The US job market has been hot, topping economists’ expectations for 11 months. But March might have turned the labor arena and the broader economy upside down. From a banking crisis to the Federal Reserve’s higher interest rates traveling throughout the economic landscape, many developments have revealed that cracks are starting to form in the US job market. Can employers keep adding to their payrolls a little longer until the Eccles Building eases monetary policy again? Perhaps it is a case of too little, too late.
US Job Market Slows in March
The US economy added 236,000 new jobs in March, down from an upwardly revised 326,000 positions in February, according to the Bureau of Labor Statistics (BLS). This came in below the market consensus of 239,000, the first time this has happened since March 2022. In addition, the gap between the household and establishment surveys was wide again, with the former reporting 166,731 new jobs. In total, the US economy has already added more than one million jobs this year.
The March unemployment rate eased to 3.5%, down from 3.6%, and matched economists’ expectations. The labor force participation rate inched higher to 62.6%, up from 62.5%. Average hourly earnings edged up 0.3% to $33.18, while average hourly earnings eased to 4.2% year-over-year. Average weekly hours dipped to 34.4, down from 34.5.
So, where were the jobs situated, and what industries trimmed the fat? Here is a breakdown of what occurred to close out the first quarter of 2023:
- Leisure and Hospitality: +72,000
- Government: +47,000
- Professional and Business Services: +39,000
- Health Care: +34,000
- Transportation and Warehousing: +10,000
- Retail: -15,000
- Manufacturing: -1,000
There was little change in several other sectors, including mining, construction, wholesale trade, information, and oil and gas extraction.
The reaction was muted on Wall Street after the numbers were published. The Dow Jones Industrial Average, the S&P 500, and the Nasdaq Composite Index were flat before the opening bell. The US Treasury market was mostly green, while the US Dollar Index, a gauge of the greenback against a basket of currencies, climbed above the 102.00 threshold.
Other Cracks Show
The non-farm payroll report being the worst reading in 27 months is unsurprising. In the days leading up to the widely watched data, there were indicators that conditions were slowing.
The Job Openings and Labor Turnover Survey (JOLTS) revealed that the number of job openings declined to 9.931 million in February, down from 10.563 million in January. Economists also penciled in a reading of 10.4 million. Moreover, this was the first time the JOLTS data saw hiring coming in below ten million in nearly two years. Job quits jumped above 4.024 million.
The Institute for Supply Management’s (ISM) Purchasing Managers’ Indexes also confirmed slowing employment last month. The ISM Manufacturing Employment sub-index fell to 46.9, down from 49.1 – anything below 50 indicates contraction. Likewise, the ISM Services Employment sub-index slumped to 51.2, down from 55.1.
Challenger, Gray and Christmas, Inc. figures highlighted that US-based employers announced nearly 90,000 job cuts in March, up 319% from the same time last year. By comparison, US companies announced plans to hire a little more than 9,000 workers last month, the lowest total for the month since 2015.

# What is expected
Reproduce the portion of the article on the March US job market that begins at "US Job Market Slows" and stops after "jobs this year.".

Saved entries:
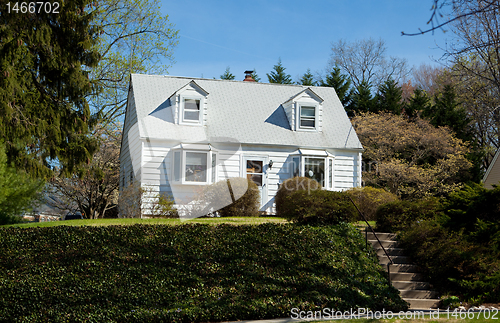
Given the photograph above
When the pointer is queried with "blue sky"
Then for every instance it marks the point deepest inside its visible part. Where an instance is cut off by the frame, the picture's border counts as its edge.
(253, 34)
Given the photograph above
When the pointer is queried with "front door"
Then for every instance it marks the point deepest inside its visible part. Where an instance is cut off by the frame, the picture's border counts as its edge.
(255, 170)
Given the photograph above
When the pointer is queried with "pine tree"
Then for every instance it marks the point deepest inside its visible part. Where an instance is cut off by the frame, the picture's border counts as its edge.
(44, 64)
(227, 75)
(418, 103)
(341, 83)
(17, 191)
(362, 100)
(389, 97)
(278, 75)
(307, 79)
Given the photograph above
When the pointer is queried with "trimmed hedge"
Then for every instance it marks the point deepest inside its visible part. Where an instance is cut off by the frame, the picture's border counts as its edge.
(290, 186)
(369, 199)
(399, 215)
(187, 273)
(318, 207)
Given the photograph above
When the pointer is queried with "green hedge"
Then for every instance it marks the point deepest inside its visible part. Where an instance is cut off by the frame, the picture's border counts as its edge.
(399, 215)
(187, 273)
(318, 207)
(290, 186)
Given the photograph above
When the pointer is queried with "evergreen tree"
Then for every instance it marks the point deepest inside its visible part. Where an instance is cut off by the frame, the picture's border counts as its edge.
(307, 79)
(255, 77)
(362, 100)
(417, 103)
(341, 83)
(45, 60)
(17, 191)
(389, 97)
(227, 75)
(279, 75)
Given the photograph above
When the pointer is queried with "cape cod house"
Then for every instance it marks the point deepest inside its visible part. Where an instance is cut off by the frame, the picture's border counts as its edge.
(182, 133)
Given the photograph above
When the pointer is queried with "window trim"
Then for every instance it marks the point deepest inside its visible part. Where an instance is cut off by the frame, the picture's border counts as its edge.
(210, 172)
(182, 110)
(299, 116)
(328, 181)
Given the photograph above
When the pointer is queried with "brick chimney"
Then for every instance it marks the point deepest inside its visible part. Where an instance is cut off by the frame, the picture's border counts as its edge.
(248, 76)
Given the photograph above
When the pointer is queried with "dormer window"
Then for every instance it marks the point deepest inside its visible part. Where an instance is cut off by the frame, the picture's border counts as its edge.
(307, 117)
(189, 105)
(304, 111)
(191, 110)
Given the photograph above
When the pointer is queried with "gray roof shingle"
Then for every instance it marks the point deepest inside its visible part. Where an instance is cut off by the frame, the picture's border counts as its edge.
(248, 112)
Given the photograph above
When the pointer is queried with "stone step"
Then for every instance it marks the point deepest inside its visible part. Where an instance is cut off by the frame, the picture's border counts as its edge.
(407, 285)
(380, 236)
(402, 268)
(422, 304)
(385, 243)
(396, 260)
(390, 251)
(406, 277)
(418, 294)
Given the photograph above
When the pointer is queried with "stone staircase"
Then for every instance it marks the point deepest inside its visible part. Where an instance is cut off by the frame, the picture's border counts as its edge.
(404, 275)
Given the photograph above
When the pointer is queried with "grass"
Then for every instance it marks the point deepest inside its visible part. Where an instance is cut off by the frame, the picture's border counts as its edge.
(107, 222)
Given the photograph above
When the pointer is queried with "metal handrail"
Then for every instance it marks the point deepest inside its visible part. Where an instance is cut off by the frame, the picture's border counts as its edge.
(375, 235)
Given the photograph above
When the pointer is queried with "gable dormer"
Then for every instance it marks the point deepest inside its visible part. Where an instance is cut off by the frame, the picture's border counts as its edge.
(305, 111)
(189, 105)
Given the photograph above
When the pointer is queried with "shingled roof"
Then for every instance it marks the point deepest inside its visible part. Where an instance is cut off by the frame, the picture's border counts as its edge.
(247, 112)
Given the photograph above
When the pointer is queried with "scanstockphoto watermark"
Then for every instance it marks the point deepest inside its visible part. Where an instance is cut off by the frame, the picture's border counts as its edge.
(360, 313)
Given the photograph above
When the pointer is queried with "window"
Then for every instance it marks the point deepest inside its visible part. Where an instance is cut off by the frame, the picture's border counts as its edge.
(307, 117)
(318, 168)
(196, 167)
(255, 171)
(315, 168)
(191, 167)
(191, 110)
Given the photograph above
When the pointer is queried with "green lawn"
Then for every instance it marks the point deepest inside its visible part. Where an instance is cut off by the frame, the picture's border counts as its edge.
(106, 222)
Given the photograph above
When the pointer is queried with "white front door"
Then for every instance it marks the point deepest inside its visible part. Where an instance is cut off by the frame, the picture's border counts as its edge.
(255, 170)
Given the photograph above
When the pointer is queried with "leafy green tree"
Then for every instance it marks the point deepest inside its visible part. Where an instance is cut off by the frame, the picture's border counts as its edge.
(362, 100)
(135, 38)
(17, 191)
(447, 111)
(45, 60)
(227, 75)
(389, 97)
(307, 79)
(279, 75)
(341, 83)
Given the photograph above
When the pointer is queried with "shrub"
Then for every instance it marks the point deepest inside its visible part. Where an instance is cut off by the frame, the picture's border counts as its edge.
(318, 207)
(292, 185)
(398, 215)
(130, 201)
(185, 273)
(243, 192)
(369, 199)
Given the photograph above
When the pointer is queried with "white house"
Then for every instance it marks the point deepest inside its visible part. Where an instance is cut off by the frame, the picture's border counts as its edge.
(182, 133)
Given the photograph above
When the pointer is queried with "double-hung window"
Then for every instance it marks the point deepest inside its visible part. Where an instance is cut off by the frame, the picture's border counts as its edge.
(307, 117)
(191, 110)
(194, 167)
(315, 167)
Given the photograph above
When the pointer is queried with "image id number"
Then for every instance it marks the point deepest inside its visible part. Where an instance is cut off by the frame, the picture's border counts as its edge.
(33, 7)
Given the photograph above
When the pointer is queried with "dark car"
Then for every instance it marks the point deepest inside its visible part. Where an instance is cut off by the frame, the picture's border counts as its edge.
(73, 216)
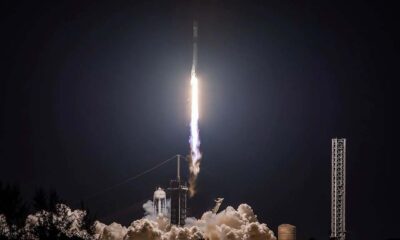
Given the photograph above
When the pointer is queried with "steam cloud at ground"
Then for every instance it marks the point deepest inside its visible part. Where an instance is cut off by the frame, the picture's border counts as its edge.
(232, 224)
(229, 224)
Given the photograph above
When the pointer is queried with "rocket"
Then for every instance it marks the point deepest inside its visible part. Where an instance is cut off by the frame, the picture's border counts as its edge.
(195, 34)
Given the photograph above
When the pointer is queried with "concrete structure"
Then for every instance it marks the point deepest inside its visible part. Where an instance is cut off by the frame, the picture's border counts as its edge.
(286, 232)
(218, 203)
(178, 191)
(338, 189)
(160, 202)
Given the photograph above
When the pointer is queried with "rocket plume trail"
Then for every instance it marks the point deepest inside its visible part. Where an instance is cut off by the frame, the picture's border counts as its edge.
(194, 126)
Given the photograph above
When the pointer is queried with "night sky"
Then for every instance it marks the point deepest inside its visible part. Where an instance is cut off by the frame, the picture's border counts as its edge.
(94, 93)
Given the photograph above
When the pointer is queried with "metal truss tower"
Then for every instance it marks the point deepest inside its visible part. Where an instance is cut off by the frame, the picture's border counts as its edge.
(338, 194)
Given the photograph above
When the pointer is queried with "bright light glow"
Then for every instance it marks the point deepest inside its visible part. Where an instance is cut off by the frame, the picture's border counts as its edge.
(194, 126)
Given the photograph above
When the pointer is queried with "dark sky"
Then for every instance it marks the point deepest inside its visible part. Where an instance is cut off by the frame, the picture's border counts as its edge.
(93, 93)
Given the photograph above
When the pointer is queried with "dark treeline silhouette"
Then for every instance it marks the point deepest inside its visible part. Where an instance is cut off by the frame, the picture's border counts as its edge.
(47, 204)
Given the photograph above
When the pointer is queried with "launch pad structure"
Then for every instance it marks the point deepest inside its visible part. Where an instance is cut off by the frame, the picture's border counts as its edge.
(178, 191)
(338, 188)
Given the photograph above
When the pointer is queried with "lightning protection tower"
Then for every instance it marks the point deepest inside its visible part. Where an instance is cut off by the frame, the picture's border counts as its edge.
(338, 188)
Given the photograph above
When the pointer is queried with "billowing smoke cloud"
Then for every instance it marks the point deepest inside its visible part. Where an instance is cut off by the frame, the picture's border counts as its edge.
(229, 224)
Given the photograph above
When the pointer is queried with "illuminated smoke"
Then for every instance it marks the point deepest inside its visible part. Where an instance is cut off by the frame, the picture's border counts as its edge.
(229, 224)
(195, 157)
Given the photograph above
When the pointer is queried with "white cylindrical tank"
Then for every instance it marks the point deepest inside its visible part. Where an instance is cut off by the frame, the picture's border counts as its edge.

# Solution below
US Job Market Slows in March
The US economy added 236,000 new jobs in March, down from an upwardly revised 326,000 positions in February, according to the Bureau of Labor Statistics (BLS). This came in below the market consensus of 239,000, the first time this has happened since March 2022. In addition, the gap between the household and establishment surveys was wide again, with the former reporting 166,731 new jobs. In total, the US economy has already added more than one million jobs this year.